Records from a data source
|---|
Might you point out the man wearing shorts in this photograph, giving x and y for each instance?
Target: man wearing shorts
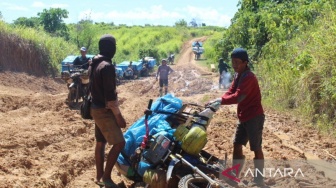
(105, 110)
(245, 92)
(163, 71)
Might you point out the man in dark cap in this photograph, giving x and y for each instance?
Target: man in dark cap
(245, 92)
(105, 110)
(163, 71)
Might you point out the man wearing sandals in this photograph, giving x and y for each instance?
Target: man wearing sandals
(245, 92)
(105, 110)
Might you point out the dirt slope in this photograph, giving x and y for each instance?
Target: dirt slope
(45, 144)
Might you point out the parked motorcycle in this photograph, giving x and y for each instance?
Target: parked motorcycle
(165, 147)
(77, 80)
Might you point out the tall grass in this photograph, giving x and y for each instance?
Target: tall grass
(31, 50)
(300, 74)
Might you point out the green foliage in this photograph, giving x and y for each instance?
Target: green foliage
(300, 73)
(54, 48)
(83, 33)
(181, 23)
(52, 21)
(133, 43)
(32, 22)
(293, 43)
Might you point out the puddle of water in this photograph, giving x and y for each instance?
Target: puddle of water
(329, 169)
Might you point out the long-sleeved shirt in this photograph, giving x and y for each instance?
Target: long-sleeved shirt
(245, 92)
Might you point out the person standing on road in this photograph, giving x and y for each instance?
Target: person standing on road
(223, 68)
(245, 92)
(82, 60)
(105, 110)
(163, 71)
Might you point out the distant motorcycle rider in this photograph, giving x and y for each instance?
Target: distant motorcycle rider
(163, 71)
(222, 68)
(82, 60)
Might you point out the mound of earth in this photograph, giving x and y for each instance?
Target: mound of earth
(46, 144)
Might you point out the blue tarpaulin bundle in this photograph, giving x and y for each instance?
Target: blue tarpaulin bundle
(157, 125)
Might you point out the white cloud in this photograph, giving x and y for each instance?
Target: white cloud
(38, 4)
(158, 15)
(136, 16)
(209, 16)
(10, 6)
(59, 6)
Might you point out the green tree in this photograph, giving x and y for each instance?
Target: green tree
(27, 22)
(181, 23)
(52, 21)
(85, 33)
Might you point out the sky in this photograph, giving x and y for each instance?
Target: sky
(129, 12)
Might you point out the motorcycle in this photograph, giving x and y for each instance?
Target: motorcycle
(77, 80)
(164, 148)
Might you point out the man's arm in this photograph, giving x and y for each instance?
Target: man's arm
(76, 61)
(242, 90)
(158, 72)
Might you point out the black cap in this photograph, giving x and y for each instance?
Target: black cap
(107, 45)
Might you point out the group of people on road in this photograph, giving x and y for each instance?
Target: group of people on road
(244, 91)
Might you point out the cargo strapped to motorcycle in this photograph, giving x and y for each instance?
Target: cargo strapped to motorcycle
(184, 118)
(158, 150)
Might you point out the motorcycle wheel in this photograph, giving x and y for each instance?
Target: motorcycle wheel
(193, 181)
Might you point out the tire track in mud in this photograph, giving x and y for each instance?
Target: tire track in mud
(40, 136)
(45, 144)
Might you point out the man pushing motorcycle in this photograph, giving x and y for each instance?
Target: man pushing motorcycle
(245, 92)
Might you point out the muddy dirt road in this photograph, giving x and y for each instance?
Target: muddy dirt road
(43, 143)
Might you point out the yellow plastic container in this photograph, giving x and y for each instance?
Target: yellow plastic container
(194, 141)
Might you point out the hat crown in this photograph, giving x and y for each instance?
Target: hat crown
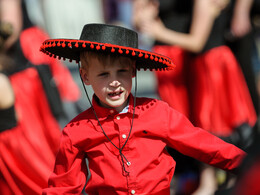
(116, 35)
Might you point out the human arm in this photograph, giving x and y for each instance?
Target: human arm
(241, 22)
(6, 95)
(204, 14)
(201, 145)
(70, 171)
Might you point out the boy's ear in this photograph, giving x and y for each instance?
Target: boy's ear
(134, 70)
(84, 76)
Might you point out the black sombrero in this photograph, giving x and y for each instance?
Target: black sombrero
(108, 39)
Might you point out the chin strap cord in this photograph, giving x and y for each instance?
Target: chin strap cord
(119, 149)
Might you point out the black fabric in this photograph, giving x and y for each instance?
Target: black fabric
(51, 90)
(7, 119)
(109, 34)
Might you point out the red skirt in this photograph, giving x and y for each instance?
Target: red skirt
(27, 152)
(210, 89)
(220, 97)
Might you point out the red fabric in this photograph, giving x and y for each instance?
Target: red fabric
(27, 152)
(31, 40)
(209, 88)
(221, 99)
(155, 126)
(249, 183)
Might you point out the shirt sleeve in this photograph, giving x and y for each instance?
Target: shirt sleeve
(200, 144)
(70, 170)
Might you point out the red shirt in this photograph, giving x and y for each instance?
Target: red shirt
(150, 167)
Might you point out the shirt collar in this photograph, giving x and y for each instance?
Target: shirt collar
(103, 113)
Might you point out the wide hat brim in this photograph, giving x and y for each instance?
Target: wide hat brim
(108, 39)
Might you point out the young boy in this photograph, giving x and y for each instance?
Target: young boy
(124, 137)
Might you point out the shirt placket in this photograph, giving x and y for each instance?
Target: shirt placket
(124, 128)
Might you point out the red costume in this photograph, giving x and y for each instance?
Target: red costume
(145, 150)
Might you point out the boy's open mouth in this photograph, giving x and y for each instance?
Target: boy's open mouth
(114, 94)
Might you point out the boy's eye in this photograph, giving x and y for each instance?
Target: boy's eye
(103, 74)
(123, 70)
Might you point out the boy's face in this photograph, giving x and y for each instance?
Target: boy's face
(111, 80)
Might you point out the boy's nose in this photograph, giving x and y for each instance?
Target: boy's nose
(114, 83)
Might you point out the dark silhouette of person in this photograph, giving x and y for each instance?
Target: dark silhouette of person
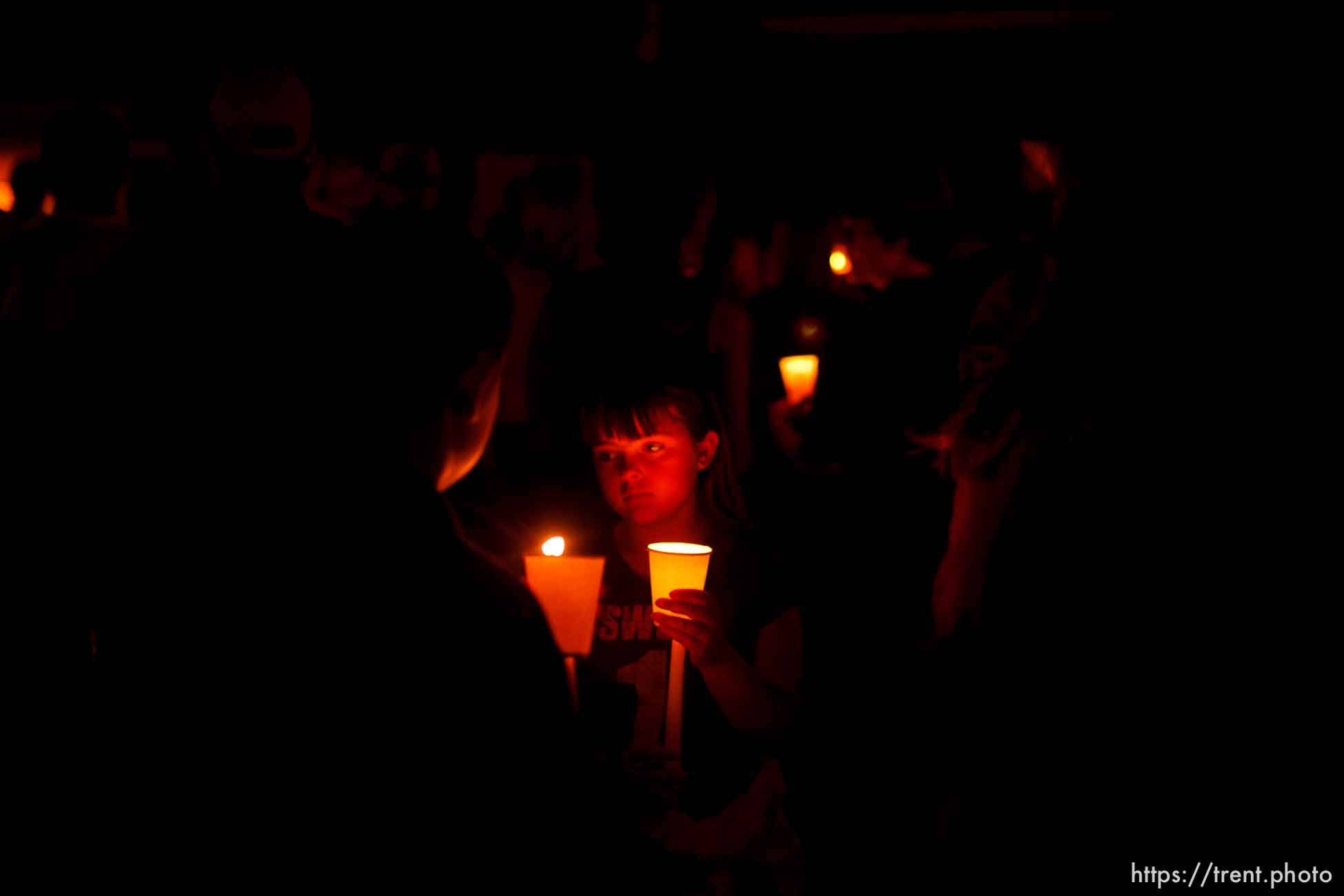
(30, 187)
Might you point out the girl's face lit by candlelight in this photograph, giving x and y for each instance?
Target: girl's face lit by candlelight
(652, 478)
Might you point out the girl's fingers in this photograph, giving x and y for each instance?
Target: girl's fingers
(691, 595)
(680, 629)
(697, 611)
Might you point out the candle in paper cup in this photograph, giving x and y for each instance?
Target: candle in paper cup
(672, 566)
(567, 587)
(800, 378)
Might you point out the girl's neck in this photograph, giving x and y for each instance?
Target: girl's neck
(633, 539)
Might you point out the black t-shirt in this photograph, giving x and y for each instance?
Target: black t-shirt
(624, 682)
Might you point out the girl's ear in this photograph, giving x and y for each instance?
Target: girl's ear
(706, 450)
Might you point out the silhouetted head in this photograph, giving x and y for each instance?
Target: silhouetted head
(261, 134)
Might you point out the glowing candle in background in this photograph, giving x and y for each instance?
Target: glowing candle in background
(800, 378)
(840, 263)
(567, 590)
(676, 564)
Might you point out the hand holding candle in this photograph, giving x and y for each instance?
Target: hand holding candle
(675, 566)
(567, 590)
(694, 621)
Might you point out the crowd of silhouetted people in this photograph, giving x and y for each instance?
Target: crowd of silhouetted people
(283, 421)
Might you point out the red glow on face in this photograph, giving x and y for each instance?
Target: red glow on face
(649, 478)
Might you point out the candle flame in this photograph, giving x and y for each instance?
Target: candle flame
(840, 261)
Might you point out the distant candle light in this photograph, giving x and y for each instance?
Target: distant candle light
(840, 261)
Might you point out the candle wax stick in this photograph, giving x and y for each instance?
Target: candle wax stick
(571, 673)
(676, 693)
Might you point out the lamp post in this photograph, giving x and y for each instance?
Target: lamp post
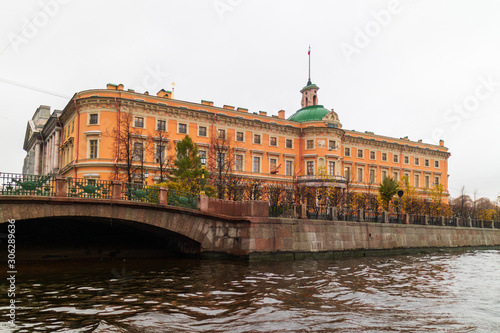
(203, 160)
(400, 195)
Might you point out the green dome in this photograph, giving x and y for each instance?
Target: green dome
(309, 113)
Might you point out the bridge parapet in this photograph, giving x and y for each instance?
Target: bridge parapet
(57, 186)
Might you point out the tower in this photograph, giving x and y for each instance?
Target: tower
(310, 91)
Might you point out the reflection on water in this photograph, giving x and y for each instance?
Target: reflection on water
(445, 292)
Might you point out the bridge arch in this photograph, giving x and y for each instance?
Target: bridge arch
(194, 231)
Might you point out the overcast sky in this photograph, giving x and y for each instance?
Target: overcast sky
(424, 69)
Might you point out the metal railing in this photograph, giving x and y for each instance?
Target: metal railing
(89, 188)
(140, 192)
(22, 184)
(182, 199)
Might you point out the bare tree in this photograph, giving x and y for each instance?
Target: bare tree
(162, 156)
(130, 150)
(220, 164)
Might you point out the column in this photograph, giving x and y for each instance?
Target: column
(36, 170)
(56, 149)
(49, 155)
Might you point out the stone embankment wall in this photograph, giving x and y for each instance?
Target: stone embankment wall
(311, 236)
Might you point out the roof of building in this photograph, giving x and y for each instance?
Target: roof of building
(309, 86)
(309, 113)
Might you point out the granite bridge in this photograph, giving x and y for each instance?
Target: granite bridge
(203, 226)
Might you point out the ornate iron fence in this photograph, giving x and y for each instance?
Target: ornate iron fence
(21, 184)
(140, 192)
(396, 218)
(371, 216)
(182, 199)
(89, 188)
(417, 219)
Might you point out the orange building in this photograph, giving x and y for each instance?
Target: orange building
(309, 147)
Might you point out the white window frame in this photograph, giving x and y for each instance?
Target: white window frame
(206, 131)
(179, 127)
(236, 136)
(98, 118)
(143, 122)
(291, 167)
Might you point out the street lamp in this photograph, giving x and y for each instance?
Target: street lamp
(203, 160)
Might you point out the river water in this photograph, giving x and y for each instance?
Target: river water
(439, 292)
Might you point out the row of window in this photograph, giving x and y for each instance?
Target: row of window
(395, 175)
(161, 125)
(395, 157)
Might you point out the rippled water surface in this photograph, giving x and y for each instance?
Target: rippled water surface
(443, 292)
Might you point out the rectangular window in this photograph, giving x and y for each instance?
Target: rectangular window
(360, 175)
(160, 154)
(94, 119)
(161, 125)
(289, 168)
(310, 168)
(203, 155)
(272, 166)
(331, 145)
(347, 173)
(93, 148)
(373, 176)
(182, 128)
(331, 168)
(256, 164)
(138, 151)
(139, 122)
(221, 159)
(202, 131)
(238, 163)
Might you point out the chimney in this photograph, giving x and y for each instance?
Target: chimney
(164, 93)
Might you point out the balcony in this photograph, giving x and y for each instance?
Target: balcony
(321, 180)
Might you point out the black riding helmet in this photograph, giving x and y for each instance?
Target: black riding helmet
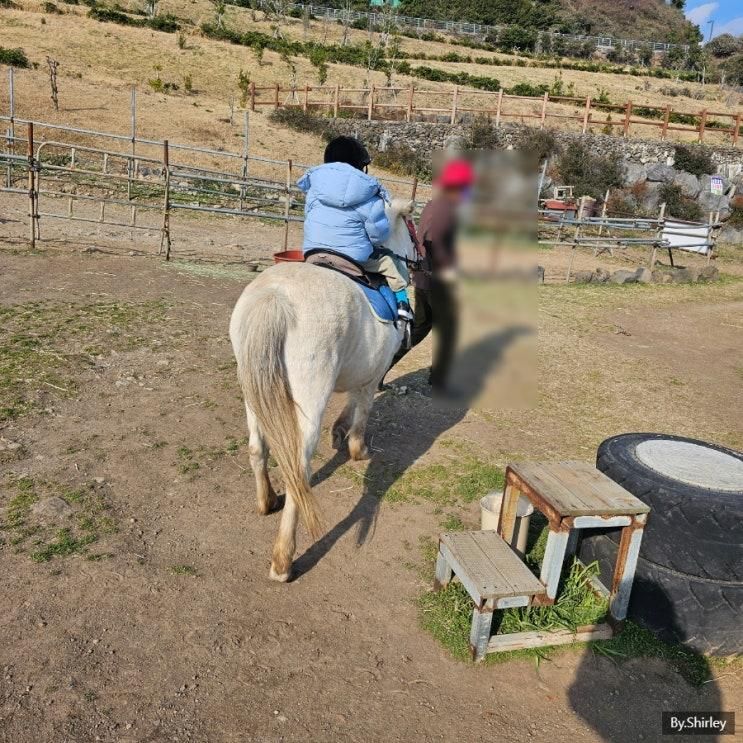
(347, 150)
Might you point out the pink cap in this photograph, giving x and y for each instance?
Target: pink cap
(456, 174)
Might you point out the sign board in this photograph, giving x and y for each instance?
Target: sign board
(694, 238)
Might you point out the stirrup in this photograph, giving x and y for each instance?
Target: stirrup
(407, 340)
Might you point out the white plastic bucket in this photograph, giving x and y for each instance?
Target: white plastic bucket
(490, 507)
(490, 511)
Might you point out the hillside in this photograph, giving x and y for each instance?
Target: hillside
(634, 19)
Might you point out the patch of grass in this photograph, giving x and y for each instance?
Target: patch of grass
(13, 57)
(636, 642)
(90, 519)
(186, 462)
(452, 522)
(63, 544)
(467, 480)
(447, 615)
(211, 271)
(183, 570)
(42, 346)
|---|
* _Task description_
Output exactly the lines above that lie between the line with "Target: distant candle light" and the line with "Might you point out the stone", those two lines included, and no pictures.

* _Result for this task_
Target: distant candle light
(840, 261)
Might you point out the candle wax stick in this photograph, giving x and y for each instance?
Target: candle wax stick
(571, 673)
(676, 693)
Might you point out the lamp post in this photograph, giving x and y for each instance?
Target: lamp post
(203, 160)
(400, 195)
Might you point out the green dome in this photograph, giving x and y for each instance?
Target: green dome
(309, 113)
Might you point out the bridge parapet in this photograph, giving x and y for each instance?
Target: bridge parapet
(57, 186)
Might you point out the tower in this photograph, giving x and y for each instance?
Target: tower
(310, 91)
Might you point out the reflection on water in this photograph, giving x and y for each instance?
Target: reflection on water
(445, 292)
Might you point out the bridge arch in this photograph, giving x and y for each instance?
Target: bridge arch
(194, 231)
Might you point out the overcast sky in this photograph, giving x and y for each instance?
Target: overcast sky
(424, 69)
Might you point out the metal railing in this photograph, giving x and y for each instance?
Target: metal railing
(89, 188)
(140, 192)
(22, 184)
(182, 199)
Might you point out the bare tree in this photograph, giving x and y for each instance?
Target: bare tree
(162, 156)
(130, 150)
(220, 164)
Might you point out the column in this photograph, giving x and y for each instance?
Target: column
(36, 170)
(56, 149)
(49, 155)
Might you point out the stone embankment wall in this photograph, giving x and y for each instance?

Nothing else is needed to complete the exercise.